## YOUR TASK
Lines before the one containing "positive clicks: (235, 202)" are left out; return that line and all lines after it, exactly, through the end of the records below.

## GIVEN RECORDS
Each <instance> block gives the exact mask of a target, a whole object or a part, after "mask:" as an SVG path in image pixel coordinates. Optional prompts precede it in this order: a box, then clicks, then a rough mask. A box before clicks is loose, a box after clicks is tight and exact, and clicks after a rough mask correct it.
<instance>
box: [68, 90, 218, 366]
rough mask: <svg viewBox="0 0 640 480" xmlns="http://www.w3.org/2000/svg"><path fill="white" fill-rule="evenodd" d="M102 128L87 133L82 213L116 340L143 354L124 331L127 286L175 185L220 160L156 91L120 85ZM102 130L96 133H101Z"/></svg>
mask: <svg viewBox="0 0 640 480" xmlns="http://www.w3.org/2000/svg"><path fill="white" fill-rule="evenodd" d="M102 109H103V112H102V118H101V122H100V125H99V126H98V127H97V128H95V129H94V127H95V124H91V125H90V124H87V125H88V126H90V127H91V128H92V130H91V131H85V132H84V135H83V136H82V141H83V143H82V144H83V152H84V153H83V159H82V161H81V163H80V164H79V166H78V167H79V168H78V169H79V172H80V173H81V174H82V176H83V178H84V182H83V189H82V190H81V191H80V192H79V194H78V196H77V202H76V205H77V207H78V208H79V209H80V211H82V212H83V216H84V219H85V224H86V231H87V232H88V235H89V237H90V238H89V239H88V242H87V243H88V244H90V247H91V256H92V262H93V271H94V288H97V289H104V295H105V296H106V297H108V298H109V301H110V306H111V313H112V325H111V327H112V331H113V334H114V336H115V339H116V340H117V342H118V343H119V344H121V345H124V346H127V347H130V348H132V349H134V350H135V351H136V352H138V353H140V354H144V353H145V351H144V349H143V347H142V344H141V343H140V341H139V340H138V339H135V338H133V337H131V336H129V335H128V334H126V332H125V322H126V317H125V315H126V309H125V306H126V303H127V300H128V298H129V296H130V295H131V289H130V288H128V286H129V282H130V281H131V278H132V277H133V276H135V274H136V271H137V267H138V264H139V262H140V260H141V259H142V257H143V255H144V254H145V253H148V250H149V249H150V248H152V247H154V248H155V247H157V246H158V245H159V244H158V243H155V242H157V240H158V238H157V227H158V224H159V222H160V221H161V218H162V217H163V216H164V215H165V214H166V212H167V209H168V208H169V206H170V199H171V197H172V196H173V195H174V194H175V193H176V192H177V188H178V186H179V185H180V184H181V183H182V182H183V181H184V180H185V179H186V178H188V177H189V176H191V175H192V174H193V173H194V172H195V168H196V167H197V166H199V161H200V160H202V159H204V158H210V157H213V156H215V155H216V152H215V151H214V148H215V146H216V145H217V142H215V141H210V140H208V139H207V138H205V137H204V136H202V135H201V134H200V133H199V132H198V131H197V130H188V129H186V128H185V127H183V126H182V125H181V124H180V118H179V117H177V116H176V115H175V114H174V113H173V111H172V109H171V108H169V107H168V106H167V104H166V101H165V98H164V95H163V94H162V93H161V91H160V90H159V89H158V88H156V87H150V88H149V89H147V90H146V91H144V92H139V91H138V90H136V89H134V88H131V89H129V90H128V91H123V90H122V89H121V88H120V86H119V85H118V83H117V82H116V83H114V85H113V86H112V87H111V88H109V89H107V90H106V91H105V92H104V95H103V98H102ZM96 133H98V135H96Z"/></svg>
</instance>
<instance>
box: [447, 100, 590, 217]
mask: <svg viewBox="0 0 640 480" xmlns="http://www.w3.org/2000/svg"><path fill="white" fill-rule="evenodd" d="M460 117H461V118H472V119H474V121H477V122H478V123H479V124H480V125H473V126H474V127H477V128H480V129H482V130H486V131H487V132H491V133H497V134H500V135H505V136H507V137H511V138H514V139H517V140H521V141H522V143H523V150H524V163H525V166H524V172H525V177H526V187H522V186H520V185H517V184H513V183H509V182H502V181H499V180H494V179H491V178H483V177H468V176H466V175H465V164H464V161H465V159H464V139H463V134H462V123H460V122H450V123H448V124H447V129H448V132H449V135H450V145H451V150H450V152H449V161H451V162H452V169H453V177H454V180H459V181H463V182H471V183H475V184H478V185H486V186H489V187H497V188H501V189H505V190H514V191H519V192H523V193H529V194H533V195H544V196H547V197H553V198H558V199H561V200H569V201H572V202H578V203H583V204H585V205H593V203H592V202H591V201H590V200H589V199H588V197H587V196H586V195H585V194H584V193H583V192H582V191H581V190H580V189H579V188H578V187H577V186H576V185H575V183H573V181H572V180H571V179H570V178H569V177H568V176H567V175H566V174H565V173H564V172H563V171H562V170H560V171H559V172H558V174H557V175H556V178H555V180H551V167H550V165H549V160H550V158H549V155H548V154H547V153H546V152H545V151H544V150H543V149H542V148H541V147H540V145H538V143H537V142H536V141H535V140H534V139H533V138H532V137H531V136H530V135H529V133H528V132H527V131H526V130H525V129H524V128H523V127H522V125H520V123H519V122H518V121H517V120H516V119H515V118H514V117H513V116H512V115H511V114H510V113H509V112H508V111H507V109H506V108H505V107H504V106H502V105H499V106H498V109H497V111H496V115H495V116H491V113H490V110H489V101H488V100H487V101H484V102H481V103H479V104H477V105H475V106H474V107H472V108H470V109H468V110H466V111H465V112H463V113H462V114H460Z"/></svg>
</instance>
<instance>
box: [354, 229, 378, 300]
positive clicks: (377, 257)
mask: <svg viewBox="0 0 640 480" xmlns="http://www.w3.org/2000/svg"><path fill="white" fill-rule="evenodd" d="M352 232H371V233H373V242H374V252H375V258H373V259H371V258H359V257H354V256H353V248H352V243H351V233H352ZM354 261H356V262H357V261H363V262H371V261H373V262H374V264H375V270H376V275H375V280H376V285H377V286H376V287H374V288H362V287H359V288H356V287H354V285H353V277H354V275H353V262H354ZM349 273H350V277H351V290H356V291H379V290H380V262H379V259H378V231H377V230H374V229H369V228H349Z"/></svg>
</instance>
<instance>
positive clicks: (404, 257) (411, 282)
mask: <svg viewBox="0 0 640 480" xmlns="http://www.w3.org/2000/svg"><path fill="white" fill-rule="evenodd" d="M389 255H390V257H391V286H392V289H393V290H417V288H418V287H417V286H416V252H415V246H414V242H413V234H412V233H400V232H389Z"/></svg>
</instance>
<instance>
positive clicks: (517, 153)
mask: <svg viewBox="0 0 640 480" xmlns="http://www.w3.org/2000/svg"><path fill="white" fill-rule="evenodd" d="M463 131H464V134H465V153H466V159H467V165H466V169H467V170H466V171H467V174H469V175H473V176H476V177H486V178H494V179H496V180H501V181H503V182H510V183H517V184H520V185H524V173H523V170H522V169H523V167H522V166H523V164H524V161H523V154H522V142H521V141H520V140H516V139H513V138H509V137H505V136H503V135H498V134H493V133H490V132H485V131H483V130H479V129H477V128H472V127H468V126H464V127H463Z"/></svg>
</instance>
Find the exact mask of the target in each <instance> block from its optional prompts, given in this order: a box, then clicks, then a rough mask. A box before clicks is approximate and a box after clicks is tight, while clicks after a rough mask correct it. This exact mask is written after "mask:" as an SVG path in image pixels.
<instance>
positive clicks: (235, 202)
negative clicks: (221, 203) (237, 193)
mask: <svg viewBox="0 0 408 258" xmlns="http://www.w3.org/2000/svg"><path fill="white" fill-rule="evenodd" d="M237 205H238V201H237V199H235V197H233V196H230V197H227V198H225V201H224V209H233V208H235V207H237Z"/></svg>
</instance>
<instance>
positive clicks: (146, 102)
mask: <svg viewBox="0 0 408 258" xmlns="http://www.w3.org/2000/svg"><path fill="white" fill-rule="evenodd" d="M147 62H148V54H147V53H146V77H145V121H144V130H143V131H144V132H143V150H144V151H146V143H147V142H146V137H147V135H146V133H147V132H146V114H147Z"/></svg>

## TASK RESULT
positive clicks: (235, 202)
negative clicks: (221, 203) (237, 193)
mask: <svg viewBox="0 0 408 258" xmlns="http://www.w3.org/2000/svg"><path fill="white" fill-rule="evenodd" d="M237 205H238V201H237V199H235V197H233V196H230V197H227V198H225V201H224V209H233V208H235V207H237Z"/></svg>
</instance>
<instance>
positive clicks: (146, 102)
mask: <svg viewBox="0 0 408 258" xmlns="http://www.w3.org/2000/svg"><path fill="white" fill-rule="evenodd" d="M147 62H148V54H147V53H146V77H145V121H144V130H143V131H144V132H143V150H144V151H146V143H147V142H146V137H147V135H146V133H147V132H146V114H147Z"/></svg>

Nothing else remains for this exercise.